## DESCRIPTION OF THE TASK
In the post below about analog oscilloscope traces, condense the paragraph that begins "This is the way an analog scope is supposed to behave" into a short bulleted list that keeps its main facts.

## TEXT PROVIDED

Edit   @ModemHead, your post came in while I was posting this. Sorry but we are saying the same thing. :)

I am no expert but this may help you.
All you experts: I am intentionally simplifying some aspects of this description, don't crucify me.
This is the way an analog scope is supposed to behave.  For a given intensity setting, trace brightness is roughly proportional to beam speed.  On the horizontal portion of a trace the beam speed is equal to the horizontal sweep speed.  But the approximately vertical portions of the trace the  beam speed is a function of the volts per division setting and the rise time of the scope and signal.
That roughly vertical beam speed can easily be hundreds of thousands times faster than the horizontal speed. That is why the rising and falling edges are very faint or not visible at all.

## SUPPLIED DATA
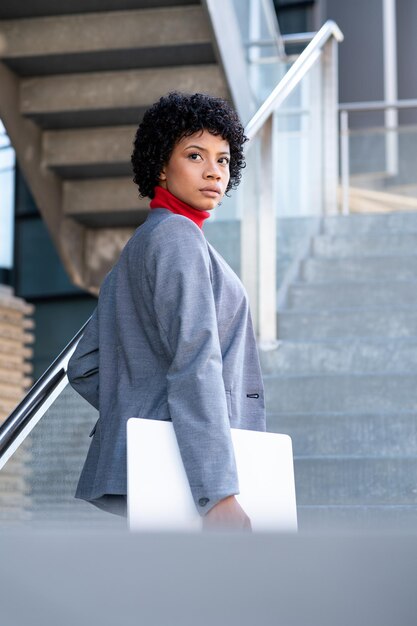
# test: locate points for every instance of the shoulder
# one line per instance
(174, 234)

## ANSWER TO THIS EXERCISE
- This is normal behavior for an analog scope.
- At a given intensity setting, trace brightness is roughly proportional to beam speed.
- On horizontal parts of the trace, beam speed equals the horizontal sweep speed.
- On roughly vertical parts, beam speed depends on the volts-per-division setting and on the rise time of the scope and the signal.